Items from a point annotation set:

********************

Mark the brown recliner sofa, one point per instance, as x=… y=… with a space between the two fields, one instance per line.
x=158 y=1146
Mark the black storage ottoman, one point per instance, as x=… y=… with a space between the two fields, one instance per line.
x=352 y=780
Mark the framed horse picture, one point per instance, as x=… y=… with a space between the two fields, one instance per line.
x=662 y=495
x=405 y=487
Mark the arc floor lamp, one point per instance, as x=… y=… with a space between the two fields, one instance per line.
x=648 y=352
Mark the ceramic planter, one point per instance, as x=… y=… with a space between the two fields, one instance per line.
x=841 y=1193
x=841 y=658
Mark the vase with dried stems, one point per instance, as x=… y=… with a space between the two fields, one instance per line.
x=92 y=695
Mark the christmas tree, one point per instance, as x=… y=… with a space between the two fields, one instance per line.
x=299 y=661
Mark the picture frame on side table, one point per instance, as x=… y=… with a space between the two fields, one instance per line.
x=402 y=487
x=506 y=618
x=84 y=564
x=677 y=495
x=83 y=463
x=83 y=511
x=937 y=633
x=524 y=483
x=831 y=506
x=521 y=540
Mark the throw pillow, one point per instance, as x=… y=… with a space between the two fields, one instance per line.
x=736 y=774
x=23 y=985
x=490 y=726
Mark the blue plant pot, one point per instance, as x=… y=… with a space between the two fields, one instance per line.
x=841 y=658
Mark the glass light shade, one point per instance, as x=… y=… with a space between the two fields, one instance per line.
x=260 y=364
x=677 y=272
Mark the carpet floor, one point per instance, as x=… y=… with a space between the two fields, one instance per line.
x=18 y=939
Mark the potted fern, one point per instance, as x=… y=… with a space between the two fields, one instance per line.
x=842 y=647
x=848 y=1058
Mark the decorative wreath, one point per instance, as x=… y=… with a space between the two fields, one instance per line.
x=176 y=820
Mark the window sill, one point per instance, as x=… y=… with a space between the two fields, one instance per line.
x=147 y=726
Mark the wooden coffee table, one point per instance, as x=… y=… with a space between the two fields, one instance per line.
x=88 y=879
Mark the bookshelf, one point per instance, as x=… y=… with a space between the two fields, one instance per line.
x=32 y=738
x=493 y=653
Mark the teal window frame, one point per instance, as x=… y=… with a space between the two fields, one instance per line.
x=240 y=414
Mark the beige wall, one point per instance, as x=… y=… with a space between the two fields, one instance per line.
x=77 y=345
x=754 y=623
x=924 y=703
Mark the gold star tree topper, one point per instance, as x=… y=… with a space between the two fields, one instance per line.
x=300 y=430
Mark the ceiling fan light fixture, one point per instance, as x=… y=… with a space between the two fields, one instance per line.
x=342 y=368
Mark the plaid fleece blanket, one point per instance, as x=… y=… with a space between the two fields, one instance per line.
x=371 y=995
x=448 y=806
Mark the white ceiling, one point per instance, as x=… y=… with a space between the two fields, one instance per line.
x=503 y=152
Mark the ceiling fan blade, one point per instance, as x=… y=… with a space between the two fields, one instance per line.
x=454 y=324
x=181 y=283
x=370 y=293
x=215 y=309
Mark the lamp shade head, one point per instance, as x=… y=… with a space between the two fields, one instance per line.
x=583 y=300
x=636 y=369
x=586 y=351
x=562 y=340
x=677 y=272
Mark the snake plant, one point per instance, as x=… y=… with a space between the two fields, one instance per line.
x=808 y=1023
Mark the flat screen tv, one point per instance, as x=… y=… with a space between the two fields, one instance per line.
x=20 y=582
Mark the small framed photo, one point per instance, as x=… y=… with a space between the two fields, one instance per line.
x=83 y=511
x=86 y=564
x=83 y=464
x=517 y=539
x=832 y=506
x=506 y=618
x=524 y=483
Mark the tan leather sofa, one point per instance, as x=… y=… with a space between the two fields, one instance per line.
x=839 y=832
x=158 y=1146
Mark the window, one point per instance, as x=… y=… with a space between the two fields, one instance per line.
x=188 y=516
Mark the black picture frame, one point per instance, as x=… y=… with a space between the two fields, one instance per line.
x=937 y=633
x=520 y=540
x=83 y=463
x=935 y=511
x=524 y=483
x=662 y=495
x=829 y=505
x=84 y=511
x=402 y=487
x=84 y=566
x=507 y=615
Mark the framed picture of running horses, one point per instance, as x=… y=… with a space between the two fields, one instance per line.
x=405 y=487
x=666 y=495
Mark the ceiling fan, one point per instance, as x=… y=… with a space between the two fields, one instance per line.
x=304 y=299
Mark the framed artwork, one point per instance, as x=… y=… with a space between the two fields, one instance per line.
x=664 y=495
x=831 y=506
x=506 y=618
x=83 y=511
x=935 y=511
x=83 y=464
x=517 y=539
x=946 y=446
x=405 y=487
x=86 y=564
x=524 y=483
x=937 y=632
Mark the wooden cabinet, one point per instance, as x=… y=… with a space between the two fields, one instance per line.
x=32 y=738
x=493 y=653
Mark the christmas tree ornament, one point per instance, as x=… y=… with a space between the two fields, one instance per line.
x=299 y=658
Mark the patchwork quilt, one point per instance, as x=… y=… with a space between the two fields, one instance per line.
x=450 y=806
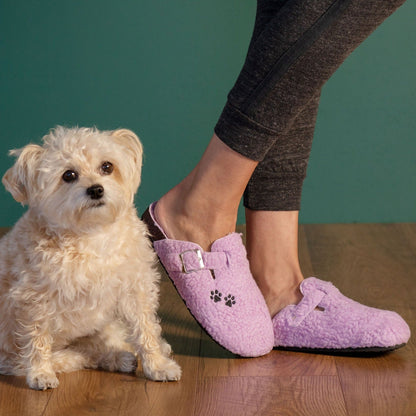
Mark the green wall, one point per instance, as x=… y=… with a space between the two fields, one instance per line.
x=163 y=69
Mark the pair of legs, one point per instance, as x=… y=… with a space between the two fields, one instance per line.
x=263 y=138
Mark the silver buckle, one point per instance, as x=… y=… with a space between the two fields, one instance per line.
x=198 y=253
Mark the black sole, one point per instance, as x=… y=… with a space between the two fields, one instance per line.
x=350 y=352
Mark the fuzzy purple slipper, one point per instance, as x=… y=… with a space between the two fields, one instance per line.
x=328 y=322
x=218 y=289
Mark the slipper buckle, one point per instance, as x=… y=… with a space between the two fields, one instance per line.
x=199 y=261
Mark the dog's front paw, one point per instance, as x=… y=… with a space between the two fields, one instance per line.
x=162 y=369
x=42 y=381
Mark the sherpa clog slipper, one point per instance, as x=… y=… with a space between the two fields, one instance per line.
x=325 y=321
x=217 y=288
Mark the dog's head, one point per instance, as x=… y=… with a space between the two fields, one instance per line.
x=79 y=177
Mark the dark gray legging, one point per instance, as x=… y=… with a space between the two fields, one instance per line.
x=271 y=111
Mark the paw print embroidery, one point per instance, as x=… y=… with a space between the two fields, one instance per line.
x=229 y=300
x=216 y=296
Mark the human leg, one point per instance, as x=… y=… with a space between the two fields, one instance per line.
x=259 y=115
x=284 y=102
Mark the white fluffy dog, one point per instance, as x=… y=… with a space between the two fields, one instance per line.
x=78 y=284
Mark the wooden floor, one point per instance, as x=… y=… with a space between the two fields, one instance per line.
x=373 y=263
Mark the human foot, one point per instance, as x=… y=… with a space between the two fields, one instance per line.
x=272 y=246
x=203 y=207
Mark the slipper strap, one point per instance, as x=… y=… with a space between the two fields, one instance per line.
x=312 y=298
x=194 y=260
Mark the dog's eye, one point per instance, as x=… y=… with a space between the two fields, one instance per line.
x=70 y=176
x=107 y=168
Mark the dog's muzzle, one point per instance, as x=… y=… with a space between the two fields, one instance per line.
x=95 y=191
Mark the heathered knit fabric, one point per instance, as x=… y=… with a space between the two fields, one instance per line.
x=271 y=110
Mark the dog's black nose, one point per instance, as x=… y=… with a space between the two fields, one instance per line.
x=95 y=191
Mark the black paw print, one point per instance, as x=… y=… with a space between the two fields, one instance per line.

********************

-- EXERCISE GOAL --
Convert the items from the line with "Mark the sherpa" up to and including the line with "x=107 y=168" into a two-column CSV with the header instruction,points, giving one row per item. Place each item's text and its answer in separate quoted fields, and replace any line breaks with spaces.

-- SOLUTION TO THE EXERCISE --
instruction,points
"Mark the sherpa clog slipper, one point per instance, as x=… y=… with a space between the two fields, one instance per line.","x=325 y=321 x=217 y=288"
"Mark the dog's head, one point per instance, as x=… y=… with a space between the two fields, one instance per line.","x=79 y=177"
"Mark the dark gray legging, one point per instance, as x=… y=… with a space between the two fields, one instance per line.","x=271 y=111"
"Mark the paw print embroidery, one point per instance, as x=… y=… with a space between the two fields, one instance per line.","x=229 y=300 x=216 y=296"
"Mark the human leg, one point per instance, as x=… y=… with a space between the two fields, one instance per line.","x=259 y=115 x=284 y=102"
"Mark the white fluffy dog, one point per instance, as x=… y=… with a space between the two fields, one instance per line.","x=78 y=284"
"Mark the wooden floor, one point per instance, as x=… y=… with a space between the two fields, one instance per line.","x=373 y=263"
"Mark the human foot, one point per instance, as x=… y=… with a space between the two fields, one instance per line.","x=272 y=246 x=203 y=207"
"Mark the slipper strap, one point per instance, as x=… y=… with a space between the two fields, one instance per line.","x=312 y=298 x=194 y=260"
"Mark the dog's eye, one point per instance, as x=… y=… with a space between the two fields, one instance per line.","x=70 y=176 x=107 y=168"